Stated goal: Reproduce the material exactly, omitting nothing.

Data shown:
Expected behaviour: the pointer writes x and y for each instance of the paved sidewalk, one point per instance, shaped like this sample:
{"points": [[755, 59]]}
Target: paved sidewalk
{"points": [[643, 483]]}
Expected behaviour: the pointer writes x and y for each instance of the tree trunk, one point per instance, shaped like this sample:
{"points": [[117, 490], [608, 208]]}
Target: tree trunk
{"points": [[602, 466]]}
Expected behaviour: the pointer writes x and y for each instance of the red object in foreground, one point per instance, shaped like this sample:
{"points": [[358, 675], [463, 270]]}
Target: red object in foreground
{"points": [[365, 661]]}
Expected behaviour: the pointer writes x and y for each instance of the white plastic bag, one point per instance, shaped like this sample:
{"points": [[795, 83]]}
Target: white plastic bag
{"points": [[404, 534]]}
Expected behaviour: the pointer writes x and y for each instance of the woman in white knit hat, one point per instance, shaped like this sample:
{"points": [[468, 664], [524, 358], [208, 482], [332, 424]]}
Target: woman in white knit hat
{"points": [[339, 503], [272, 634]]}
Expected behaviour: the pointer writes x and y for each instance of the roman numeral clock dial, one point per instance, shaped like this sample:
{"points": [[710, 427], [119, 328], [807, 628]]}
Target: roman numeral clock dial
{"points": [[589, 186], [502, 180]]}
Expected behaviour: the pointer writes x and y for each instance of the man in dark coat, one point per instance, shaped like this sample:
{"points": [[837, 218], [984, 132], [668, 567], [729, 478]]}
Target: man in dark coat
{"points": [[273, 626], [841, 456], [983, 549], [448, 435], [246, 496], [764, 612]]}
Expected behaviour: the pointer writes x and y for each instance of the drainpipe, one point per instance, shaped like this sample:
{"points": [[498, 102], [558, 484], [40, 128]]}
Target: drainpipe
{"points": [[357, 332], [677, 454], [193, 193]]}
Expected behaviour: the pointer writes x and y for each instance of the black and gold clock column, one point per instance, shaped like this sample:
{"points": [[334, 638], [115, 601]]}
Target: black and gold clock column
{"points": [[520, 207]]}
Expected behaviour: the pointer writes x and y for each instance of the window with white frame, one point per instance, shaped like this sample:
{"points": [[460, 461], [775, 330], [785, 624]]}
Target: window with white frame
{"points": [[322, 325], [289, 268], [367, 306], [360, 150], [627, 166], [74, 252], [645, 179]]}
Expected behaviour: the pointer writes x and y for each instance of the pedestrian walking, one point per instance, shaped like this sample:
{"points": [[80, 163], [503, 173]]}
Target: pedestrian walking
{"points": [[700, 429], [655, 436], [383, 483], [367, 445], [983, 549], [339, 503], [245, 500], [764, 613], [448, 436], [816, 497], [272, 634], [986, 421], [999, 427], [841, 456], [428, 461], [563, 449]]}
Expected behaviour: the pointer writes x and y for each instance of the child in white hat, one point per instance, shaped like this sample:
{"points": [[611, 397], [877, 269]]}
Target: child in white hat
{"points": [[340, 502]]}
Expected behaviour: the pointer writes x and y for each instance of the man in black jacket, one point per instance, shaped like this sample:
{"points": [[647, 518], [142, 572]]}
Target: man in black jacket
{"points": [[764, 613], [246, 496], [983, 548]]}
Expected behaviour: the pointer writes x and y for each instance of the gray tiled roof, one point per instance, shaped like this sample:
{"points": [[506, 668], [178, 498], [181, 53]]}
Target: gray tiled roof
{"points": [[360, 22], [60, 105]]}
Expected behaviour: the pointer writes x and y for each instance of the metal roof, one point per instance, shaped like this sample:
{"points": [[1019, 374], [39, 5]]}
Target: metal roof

Exercise result:
Expected behaviour: the pointer writes x and y for each instance of the paved sidewalk, one point per instance, shaped like this sample:
{"points": [[755, 59]]}
Target: paved sidewalk
{"points": [[643, 483]]}
Expected behaviour: the pointer writes x and y for each instance of the tree trunk, one point per instance, shaped like this sample:
{"points": [[117, 490], [608, 208]]}
Target: tree trunk
{"points": [[602, 466]]}
Expected behaviour: the pointer writes x and y for each instance of the red object in foreground, one point per instance, shaped like this sample:
{"points": [[358, 675], [463, 270]]}
Target: red object in foreground
{"points": [[365, 661]]}
Expected behaviour: the pointer writes x and y for each instance of the white plastic bag, one point per instance, shaped like this sample:
{"points": [[795, 83]]}
Target: white plastic bag
{"points": [[404, 534]]}
Expected behaviour: the pointer writes x and y for each instance of the woman in white knit hat, one point per instance, shaped like this sample:
{"points": [[468, 664], [524, 358], [208, 482], [332, 424]]}
Target: woman in white knit hat
{"points": [[339, 503], [272, 634]]}
Expected behaviour: the pointer writes x and y for each instance of the roman numeral clock dial, one point per instance, shaped like this sample:
{"points": [[710, 427], [119, 328], [807, 628]]}
Target: roman numeral clock dial
{"points": [[589, 186], [502, 180]]}
Expected behaviour: the pointer writes x and y for each instance of the man in dark coat, one point per instance, shaped like this sample:
{"points": [[837, 218], [984, 132], [668, 567], [729, 478]]}
Target: man in dark coat
{"points": [[273, 626], [841, 456], [983, 549], [448, 435], [246, 496], [764, 612]]}
Expected behaviour: the pointer writes x and y for each instance of the drainpipe, one point per instance, shaped like this sample:
{"points": [[498, 102], [558, 484], [40, 128]]}
Target: drainpipe
{"points": [[357, 332], [677, 454], [193, 193]]}
Expected behaviour: the pointer writes x and y for each instance of the black and gold clock column, one point per instance, shaped like this sample:
{"points": [[334, 638], [115, 601]]}
Target: black and gold clock column
{"points": [[520, 207]]}
Expected behaviour: the pointer writes x and y for each instance of the window with white frame, one point per instance, shaped like this sample:
{"points": [[460, 461], [775, 330], [785, 624]]}
Target: window with white frame
{"points": [[322, 325], [289, 268], [367, 306], [360, 150], [627, 166], [74, 252], [645, 179]]}
Expected behaviour: the pointer writes x and y for each instance of the pedestrian walking, one point per instance, shaped like this sample:
{"points": [[80, 163], [503, 173]]}
Target: pedestrian walking
{"points": [[700, 429], [655, 436], [383, 483], [367, 445], [983, 549], [339, 503], [245, 500], [764, 613], [448, 436], [816, 497], [272, 634], [986, 421], [999, 427], [841, 456], [428, 461], [563, 449]]}
Expected behaviour: the pointer writes x and y for each instance of the child in white hat, one point per instance, shaped like this sample:
{"points": [[611, 397], [877, 269]]}
Target: child in white hat
{"points": [[340, 502]]}
Expected behaviour: the pointer writes x and y for each instance of the man in black jacket, one point per instance, shaped like this sample:
{"points": [[647, 518], [142, 572]]}
Target: man in black jacket
{"points": [[764, 613], [246, 496], [983, 548]]}
Expected behaviour: the pointer writes x and y for each instance of the gray tiled roof, one point per instance, shaped like this sample:
{"points": [[506, 668], [178, 498], [181, 53]]}
Target: gray tiled roof
{"points": [[360, 22], [60, 105]]}
Expected behaviour: the pointer writes x and y for each instance of the metal roof, one point per instance, shaped like this sample:
{"points": [[1019, 374], [39, 5]]}
Target: metal roof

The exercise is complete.